**WHAT IS EXPECTED**
Within the entries below, find the portion that opens with the line containing "negative clicks: (237, 101)" and closes with the line containing "100L255 92L241 97L235". Retype that portion exactly and only.

:::::

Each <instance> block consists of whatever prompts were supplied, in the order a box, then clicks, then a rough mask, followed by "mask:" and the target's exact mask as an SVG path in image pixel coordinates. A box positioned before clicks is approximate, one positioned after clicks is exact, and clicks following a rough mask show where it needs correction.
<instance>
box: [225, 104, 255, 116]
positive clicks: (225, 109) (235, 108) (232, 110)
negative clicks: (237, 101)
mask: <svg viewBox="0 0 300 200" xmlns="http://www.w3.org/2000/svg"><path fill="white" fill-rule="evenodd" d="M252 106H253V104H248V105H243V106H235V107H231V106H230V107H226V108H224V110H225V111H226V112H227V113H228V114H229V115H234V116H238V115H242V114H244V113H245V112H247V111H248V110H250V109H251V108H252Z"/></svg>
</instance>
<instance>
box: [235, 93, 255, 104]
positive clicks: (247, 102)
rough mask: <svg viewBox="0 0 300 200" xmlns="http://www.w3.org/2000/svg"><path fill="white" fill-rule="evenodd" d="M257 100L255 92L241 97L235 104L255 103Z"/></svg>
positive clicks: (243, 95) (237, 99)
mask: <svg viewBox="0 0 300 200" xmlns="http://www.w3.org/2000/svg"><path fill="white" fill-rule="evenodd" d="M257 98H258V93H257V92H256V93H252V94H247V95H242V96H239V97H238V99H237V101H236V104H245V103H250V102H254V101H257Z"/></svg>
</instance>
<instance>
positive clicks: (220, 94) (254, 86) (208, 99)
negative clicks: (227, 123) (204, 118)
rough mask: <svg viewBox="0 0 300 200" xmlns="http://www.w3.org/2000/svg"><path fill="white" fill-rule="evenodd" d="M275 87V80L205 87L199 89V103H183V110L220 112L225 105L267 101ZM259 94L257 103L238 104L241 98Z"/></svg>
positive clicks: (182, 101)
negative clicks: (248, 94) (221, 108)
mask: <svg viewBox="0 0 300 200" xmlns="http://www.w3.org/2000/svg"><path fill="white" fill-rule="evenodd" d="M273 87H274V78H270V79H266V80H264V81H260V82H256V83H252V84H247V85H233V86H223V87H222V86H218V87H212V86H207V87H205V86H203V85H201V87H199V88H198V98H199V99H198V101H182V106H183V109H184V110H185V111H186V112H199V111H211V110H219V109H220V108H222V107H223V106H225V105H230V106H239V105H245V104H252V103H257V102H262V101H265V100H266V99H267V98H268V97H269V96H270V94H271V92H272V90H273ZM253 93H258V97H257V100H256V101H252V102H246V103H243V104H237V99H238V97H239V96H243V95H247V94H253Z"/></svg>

:::::

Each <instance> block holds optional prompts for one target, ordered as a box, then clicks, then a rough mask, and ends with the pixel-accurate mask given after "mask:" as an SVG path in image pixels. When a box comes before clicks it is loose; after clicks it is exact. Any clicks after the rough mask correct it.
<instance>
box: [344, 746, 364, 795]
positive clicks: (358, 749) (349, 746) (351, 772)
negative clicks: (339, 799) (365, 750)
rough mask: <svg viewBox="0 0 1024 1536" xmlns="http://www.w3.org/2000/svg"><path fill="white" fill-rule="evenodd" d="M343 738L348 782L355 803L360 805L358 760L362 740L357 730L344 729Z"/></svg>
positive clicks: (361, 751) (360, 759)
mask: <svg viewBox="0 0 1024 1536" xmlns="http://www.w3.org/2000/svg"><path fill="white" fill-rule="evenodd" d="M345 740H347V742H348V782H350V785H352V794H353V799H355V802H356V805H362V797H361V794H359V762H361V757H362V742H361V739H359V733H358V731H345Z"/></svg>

:::::

**OUTPUT FOR THIS TASK**
negative clicks: (237, 101)
mask: <svg viewBox="0 0 300 200" xmlns="http://www.w3.org/2000/svg"><path fill="white" fill-rule="evenodd" d="M252 106H253V104H248V105H243V106H235V107H231V106H230V107H226V108H224V110H225V111H226V112H227V113H228V114H229V115H234V116H238V115H242V114H244V113H245V112H247V111H248V110H250V109H251V108H252Z"/></svg>
</instance>
<instance>
box: [235, 93, 255, 104]
positive clicks: (247, 102)
rough mask: <svg viewBox="0 0 300 200" xmlns="http://www.w3.org/2000/svg"><path fill="white" fill-rule="evenodd" d="M257 100L255 92L241 97L235 104L255 103Z"/></svg>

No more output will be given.